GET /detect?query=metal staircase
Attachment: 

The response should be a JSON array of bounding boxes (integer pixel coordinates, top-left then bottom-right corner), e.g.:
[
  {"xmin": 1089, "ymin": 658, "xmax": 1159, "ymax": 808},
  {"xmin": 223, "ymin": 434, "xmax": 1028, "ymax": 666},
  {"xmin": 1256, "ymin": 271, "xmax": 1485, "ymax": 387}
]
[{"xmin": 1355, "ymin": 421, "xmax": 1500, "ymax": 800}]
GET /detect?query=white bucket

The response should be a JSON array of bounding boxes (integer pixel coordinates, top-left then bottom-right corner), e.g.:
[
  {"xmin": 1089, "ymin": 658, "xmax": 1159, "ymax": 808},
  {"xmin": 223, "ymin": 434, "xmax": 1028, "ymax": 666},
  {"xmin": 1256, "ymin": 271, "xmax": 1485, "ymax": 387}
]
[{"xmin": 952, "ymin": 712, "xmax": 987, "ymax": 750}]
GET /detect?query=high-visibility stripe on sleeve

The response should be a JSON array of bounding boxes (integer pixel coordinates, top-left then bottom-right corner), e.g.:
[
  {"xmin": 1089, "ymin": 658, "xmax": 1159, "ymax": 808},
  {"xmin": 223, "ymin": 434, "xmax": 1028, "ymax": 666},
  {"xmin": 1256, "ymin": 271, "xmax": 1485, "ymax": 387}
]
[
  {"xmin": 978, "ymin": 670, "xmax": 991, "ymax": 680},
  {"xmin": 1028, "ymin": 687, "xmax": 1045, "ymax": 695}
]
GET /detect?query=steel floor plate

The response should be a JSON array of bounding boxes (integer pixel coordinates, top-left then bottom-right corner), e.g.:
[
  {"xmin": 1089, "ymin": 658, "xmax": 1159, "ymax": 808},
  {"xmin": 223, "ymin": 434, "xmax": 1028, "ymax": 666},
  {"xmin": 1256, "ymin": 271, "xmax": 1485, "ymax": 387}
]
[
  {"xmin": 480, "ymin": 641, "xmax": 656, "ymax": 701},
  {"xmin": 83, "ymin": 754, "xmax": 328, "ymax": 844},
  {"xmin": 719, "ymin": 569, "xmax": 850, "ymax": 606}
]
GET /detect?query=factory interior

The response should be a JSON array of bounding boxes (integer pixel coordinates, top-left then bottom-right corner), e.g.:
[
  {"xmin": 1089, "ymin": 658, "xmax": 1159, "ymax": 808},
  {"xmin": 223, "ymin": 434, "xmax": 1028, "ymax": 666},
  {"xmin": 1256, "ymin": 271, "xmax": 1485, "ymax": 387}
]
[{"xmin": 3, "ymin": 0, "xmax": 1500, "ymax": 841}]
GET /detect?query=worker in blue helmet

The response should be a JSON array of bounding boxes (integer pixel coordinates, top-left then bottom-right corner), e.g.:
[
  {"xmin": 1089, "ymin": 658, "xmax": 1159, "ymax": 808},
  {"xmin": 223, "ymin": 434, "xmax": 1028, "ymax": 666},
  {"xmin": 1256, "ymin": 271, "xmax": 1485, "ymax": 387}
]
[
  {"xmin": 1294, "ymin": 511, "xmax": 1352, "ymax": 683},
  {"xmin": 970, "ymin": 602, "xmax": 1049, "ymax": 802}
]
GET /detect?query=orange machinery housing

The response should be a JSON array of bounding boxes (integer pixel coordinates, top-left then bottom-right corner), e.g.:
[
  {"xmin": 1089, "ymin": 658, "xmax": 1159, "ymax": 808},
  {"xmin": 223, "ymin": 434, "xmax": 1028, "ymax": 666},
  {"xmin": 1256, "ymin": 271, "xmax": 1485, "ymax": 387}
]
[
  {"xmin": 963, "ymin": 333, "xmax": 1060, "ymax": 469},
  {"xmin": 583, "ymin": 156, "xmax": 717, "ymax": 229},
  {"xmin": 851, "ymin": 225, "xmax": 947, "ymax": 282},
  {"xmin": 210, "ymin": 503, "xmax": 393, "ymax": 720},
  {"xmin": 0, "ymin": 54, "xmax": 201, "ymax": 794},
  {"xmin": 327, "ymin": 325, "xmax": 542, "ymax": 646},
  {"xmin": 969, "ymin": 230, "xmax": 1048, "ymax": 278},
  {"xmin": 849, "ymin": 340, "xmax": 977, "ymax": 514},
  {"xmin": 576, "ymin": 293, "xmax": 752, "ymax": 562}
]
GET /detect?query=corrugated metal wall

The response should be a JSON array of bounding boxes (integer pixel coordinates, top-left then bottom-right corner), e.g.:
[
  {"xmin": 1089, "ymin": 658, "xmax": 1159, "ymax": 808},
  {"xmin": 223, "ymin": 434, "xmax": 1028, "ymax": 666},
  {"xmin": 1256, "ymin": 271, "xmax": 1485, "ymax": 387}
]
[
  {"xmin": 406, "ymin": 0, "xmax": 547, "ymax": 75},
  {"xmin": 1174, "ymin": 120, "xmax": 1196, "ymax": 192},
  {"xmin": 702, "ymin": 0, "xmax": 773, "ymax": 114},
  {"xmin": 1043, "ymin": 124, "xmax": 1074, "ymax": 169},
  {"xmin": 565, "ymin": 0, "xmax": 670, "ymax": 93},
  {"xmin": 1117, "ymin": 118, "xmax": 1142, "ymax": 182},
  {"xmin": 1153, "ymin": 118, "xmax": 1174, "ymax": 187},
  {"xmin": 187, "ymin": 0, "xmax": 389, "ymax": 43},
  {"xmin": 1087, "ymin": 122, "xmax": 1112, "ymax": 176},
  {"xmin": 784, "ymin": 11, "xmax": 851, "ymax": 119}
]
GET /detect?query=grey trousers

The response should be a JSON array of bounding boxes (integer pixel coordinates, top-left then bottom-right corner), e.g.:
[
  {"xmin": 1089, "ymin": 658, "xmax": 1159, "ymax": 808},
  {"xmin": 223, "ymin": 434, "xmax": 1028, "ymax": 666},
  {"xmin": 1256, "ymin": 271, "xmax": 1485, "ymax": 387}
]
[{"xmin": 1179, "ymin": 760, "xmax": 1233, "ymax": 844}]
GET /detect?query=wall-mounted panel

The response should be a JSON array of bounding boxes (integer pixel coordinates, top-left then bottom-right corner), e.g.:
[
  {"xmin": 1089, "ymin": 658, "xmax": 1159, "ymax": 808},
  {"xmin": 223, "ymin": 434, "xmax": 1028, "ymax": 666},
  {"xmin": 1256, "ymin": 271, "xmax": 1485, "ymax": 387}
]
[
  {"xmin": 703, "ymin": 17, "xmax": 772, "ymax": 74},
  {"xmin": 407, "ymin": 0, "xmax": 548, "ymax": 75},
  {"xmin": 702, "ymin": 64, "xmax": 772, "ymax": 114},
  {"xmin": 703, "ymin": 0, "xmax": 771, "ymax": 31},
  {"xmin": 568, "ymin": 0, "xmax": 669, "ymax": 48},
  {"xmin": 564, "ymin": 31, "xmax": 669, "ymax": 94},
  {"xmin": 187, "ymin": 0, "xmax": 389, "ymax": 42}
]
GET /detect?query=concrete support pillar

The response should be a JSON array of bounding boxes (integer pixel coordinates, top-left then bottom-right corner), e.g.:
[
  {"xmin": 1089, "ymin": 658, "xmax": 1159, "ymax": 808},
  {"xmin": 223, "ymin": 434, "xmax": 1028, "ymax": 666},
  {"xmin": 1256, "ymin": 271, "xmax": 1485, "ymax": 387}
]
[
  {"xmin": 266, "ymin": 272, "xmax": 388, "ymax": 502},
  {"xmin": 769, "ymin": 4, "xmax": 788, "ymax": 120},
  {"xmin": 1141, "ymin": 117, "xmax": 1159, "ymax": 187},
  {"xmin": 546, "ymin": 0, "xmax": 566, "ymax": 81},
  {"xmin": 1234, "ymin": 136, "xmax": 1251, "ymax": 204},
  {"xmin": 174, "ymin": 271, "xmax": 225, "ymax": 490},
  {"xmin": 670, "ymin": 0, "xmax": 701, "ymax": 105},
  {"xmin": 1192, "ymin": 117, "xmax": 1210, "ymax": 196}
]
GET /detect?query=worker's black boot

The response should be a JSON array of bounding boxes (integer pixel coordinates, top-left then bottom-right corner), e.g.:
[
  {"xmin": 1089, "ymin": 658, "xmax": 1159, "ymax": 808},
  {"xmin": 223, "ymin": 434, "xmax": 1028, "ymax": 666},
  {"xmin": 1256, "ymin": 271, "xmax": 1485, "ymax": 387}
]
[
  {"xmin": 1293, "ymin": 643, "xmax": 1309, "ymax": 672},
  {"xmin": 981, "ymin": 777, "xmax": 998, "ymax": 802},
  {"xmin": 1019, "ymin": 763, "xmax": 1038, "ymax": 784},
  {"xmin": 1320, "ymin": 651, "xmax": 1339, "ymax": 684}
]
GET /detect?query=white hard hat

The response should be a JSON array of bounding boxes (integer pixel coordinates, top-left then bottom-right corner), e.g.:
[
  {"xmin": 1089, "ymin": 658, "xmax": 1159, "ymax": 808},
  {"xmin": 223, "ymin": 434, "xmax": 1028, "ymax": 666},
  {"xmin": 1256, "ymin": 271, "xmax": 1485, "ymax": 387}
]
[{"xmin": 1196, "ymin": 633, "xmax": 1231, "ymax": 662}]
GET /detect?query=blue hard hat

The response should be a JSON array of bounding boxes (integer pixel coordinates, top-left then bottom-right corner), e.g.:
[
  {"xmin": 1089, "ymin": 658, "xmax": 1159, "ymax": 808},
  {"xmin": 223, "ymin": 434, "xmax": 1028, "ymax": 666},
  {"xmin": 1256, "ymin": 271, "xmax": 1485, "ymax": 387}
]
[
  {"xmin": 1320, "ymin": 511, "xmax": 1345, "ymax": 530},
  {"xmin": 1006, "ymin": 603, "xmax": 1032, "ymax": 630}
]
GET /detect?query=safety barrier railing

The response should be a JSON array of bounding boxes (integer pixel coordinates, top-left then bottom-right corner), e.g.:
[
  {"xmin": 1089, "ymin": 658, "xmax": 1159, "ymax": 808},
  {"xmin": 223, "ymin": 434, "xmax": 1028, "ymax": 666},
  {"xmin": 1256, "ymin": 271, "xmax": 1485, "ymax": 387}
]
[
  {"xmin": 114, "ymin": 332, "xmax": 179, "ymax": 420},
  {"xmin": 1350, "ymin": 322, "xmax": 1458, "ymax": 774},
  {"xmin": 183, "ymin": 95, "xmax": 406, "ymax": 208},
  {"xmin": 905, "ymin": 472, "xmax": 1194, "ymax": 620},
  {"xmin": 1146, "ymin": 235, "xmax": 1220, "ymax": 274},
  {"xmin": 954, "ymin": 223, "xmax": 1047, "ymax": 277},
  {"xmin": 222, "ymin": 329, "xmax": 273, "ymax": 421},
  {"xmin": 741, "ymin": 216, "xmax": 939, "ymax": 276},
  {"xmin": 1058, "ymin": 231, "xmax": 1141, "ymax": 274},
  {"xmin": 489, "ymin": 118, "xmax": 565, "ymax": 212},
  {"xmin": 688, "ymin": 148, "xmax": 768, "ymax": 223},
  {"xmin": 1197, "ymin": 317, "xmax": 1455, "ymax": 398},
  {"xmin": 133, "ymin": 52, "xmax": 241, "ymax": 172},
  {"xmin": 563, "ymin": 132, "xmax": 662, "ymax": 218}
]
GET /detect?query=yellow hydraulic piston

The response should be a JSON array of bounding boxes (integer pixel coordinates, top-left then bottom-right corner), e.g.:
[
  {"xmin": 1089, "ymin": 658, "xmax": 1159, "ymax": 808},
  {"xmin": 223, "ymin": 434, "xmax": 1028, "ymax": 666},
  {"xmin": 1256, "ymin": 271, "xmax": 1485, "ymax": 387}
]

| EXERCISE BRIEF |
Within the entries above, find every line where the string "white" occurs, and copy it.

| ANSWER FOR THE TASK |
GET /detect?query=white bucket
GET /detect?query=white hard hat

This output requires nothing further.